Saved entries =>
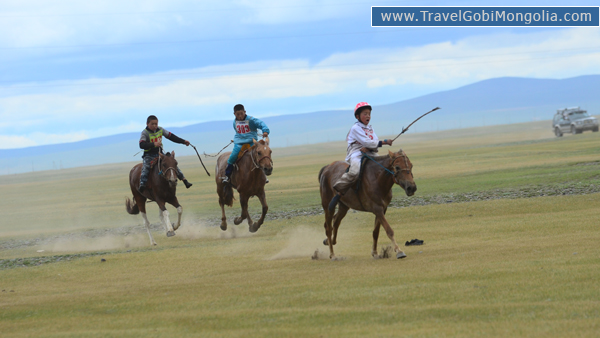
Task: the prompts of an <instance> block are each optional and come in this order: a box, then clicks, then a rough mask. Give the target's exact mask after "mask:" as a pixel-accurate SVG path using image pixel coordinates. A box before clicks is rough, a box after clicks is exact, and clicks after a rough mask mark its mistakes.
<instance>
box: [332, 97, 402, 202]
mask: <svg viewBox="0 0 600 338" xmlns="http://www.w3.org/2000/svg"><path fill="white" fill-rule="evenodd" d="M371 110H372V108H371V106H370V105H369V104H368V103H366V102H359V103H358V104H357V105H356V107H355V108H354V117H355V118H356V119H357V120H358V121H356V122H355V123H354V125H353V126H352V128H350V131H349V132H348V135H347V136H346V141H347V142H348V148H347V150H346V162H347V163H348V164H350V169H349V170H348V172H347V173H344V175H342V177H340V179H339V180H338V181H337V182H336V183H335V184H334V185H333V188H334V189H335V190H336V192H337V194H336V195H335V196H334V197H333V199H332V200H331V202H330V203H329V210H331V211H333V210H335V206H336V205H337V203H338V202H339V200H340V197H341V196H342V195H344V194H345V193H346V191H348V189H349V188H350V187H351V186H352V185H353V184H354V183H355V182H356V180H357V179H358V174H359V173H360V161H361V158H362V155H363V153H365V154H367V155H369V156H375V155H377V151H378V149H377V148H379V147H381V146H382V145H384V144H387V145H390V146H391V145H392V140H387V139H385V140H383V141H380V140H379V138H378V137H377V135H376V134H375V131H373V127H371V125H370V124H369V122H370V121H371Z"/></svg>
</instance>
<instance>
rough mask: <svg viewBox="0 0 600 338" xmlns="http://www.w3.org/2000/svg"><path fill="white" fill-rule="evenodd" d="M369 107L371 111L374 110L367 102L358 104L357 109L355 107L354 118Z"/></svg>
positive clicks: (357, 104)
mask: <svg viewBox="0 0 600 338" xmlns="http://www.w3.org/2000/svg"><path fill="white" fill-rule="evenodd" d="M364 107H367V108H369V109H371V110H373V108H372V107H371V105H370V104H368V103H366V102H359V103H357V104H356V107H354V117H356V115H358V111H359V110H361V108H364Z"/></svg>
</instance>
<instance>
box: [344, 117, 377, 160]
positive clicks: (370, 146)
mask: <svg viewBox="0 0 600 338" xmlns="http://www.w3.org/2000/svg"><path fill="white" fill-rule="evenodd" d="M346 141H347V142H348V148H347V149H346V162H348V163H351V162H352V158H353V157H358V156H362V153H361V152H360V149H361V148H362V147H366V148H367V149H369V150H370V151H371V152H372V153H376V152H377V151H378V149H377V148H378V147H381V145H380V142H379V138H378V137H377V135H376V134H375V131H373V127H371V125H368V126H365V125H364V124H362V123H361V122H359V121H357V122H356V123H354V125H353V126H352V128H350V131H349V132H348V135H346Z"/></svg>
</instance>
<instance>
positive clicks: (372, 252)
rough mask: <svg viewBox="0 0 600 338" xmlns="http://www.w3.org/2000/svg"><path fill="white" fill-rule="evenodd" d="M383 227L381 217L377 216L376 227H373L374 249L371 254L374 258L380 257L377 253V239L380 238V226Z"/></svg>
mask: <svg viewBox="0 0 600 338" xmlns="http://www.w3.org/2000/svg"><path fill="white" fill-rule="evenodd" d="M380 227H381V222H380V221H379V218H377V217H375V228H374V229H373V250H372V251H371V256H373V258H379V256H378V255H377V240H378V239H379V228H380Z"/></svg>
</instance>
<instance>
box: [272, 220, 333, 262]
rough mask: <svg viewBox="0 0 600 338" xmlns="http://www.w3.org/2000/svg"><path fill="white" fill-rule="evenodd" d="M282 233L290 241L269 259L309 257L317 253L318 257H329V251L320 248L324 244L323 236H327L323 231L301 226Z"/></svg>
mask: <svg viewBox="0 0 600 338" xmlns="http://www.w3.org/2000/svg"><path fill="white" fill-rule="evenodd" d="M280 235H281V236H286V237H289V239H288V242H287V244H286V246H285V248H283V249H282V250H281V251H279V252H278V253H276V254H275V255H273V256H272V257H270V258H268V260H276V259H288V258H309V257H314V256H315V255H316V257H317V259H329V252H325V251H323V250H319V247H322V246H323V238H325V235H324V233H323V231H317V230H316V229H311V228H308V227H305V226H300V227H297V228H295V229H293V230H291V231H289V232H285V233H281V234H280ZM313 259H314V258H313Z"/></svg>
--
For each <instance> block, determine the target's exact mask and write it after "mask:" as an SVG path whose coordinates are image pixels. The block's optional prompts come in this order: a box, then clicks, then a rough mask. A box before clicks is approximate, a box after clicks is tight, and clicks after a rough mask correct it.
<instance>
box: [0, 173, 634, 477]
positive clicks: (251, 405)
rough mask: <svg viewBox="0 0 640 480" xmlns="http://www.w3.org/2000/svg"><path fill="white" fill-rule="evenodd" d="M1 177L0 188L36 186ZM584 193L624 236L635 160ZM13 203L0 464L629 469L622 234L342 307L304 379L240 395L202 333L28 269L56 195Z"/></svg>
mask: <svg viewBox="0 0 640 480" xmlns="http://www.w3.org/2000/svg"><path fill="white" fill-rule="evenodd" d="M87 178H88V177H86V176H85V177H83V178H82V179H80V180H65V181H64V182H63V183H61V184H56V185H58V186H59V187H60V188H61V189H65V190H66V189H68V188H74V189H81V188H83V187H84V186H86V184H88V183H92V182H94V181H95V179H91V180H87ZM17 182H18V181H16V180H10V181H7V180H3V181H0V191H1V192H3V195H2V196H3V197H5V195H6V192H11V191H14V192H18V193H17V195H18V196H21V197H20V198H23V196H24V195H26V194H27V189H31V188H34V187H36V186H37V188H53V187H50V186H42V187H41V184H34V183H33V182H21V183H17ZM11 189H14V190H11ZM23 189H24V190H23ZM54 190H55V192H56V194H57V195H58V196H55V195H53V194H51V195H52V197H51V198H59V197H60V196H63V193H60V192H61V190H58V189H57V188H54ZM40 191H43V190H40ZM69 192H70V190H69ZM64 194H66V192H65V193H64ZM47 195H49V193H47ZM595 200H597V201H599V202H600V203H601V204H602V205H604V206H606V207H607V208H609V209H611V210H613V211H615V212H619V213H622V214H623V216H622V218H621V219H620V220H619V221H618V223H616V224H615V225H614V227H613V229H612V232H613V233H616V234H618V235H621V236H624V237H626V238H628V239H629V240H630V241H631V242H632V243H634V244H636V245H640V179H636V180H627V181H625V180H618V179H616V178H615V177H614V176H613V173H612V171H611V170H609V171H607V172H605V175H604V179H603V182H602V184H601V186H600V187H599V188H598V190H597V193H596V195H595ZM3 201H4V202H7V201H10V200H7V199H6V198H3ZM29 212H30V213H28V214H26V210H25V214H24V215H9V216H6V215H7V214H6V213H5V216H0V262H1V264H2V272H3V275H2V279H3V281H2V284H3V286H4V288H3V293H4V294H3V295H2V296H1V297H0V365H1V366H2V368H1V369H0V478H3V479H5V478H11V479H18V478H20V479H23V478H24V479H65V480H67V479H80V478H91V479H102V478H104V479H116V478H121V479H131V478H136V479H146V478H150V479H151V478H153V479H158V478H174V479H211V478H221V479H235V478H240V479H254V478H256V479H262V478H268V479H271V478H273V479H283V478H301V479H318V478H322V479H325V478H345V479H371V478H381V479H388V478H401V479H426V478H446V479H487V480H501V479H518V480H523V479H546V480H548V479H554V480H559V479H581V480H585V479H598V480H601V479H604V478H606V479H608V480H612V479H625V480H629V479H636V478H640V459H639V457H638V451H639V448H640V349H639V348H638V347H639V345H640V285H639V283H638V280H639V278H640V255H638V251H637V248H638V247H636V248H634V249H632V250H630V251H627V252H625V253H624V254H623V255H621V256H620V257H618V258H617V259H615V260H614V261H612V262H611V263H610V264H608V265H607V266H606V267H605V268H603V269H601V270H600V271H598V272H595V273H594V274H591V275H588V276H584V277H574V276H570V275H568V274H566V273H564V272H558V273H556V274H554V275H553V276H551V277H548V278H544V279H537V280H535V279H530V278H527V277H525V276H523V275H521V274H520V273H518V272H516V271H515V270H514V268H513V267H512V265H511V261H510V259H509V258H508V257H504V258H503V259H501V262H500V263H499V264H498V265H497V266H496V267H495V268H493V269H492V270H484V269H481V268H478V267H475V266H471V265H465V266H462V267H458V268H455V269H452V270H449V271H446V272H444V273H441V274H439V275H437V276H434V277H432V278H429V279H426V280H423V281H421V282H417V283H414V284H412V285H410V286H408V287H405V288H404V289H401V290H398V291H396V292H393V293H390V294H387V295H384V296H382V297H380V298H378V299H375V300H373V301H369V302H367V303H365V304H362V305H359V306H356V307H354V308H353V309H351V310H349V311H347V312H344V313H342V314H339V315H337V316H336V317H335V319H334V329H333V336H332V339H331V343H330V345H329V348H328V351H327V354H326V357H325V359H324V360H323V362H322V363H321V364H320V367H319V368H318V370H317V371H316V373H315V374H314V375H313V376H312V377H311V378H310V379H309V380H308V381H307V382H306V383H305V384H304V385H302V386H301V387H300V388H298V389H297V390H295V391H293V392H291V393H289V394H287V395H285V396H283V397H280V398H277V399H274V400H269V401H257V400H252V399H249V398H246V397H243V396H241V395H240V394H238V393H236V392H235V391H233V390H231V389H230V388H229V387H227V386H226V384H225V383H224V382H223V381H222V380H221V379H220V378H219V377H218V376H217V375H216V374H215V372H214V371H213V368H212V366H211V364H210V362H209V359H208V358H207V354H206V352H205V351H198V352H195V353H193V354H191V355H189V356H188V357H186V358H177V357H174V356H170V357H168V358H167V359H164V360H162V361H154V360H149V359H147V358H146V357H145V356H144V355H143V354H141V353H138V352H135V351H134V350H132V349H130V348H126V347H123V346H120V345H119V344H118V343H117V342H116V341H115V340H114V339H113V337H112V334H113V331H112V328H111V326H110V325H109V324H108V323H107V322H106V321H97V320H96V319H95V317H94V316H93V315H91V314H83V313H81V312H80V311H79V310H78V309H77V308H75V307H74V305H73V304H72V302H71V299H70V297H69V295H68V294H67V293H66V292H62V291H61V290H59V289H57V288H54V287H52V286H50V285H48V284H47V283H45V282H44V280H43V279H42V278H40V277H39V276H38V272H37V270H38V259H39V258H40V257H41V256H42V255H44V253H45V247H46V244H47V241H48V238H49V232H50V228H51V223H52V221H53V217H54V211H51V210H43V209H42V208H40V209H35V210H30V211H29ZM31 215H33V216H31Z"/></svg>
--
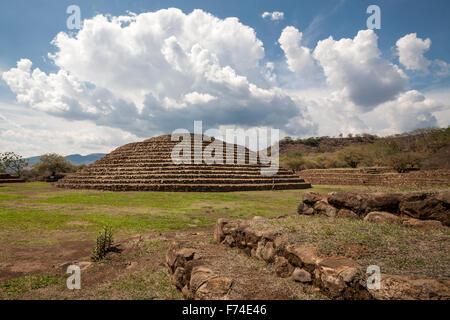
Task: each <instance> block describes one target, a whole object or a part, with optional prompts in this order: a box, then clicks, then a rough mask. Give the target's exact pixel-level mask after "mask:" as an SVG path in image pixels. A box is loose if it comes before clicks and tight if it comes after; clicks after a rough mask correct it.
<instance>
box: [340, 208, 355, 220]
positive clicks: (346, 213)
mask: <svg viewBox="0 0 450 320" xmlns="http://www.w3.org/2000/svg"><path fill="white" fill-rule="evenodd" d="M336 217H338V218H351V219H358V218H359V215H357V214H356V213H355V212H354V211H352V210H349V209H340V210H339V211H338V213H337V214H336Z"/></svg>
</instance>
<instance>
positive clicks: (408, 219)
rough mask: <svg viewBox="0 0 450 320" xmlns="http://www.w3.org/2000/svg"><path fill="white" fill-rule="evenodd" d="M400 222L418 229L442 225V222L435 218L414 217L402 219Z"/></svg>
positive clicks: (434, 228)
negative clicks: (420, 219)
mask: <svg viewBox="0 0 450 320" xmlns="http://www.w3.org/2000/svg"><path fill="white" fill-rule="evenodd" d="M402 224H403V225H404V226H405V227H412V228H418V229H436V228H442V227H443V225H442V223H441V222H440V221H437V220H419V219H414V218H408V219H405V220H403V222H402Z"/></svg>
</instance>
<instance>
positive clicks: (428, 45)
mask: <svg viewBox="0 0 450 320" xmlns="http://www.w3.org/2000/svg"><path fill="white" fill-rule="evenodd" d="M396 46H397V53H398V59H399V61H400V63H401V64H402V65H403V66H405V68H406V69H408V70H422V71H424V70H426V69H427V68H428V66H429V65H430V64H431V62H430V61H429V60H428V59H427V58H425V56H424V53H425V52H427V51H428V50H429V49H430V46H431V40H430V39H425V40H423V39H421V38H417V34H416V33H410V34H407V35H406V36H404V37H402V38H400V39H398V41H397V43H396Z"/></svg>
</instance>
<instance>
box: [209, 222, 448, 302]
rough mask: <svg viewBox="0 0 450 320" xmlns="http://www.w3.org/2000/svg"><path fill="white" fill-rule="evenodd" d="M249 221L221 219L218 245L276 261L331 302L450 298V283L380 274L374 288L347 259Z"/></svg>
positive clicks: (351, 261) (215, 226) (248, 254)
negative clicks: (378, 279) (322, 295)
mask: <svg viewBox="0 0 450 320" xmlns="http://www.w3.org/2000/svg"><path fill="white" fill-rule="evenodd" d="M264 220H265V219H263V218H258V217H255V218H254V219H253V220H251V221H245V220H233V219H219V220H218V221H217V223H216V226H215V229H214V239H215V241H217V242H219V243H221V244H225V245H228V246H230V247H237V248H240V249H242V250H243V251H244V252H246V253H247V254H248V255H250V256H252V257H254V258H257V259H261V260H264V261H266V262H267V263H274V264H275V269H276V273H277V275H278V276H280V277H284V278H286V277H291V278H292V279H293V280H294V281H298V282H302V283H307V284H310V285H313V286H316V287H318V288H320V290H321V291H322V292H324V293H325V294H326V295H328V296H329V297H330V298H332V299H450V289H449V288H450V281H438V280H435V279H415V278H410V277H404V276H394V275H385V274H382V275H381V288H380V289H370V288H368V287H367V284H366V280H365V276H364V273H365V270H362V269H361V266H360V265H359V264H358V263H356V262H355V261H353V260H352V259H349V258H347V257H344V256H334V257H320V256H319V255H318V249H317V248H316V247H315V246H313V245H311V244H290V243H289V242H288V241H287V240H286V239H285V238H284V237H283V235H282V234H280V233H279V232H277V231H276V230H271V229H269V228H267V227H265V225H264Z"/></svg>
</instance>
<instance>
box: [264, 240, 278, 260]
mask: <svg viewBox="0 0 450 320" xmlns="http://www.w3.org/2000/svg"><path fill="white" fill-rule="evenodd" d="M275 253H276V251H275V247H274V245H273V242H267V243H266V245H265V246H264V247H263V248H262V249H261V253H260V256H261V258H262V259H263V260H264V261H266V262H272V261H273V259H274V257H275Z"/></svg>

EXERCISE =>
Every line above from the line with "222L418 229L442 225V222L435" to the line with "positive clicks: (351, 261)", both included, must be reproduced exactly, and no other line may appear.

EXERCISE OUTPUT =>
rough mask: <svg viewBox="0 0 450 320" xmlns="http://www.w3.org/2000/svg"><path fill="white" fill-rule="evenodd" d="M400 222L418 229L442 225V222L435 218L414 217L402 219Z"/></svg>
positive clicks: (434, 228)
negative clicks: (420, 219)
mask: <svg viewBox="0 0 450 320" xmlns="http://www.w3.org/2000/svg"><path fill="white" fill-rule="evenodd" d="M402 224H403V225H404V226H405V227H412V228H418V229H436V228H442V227H443V225H442V223H441V222H440V221H437V220H419V219H414V218H408V219H405V220H403V222H402Z"/></svg>
</instance>
<instance>
positive clicks: (428, 45)
mask: <svg viewBox="0 0 450 320" xmlns="http://www.w3.org/2000/svg"><path fill="white" fill-rule="evenodd" d="M396 46H397V53H398V59H399V61H400V63H401V64H402V65H403V66H405V68H406V69H408V70H422V71H424V70H426V69H427V68H428V66H429V65H430V64H431V62H430V61H429V60H428V59H427V58H425V56H424V53H425V52H427V51H428V50H429V49H430V46H431V40H430V39H425V40H423V39H421V38H417V34H416V33H410V34H407V35H406V36H404V37H402V38H400V39H398V41H397V43H396Z"/></svg>
</instance>
<instance>
box: [209, 222, 448, 302]
rough mask: <svg viewBox="0 0 450 320" xmlns="http://www.w3.org/2000/svg"><path fill="white" fill-rule="evenodd" d="M249 221L221 219L218 245L276 261L331 302L450 298V283L380 274L374 288L347 259Z"/></svg>
positive clicks: (351, 261) (215, 226) (248, 254)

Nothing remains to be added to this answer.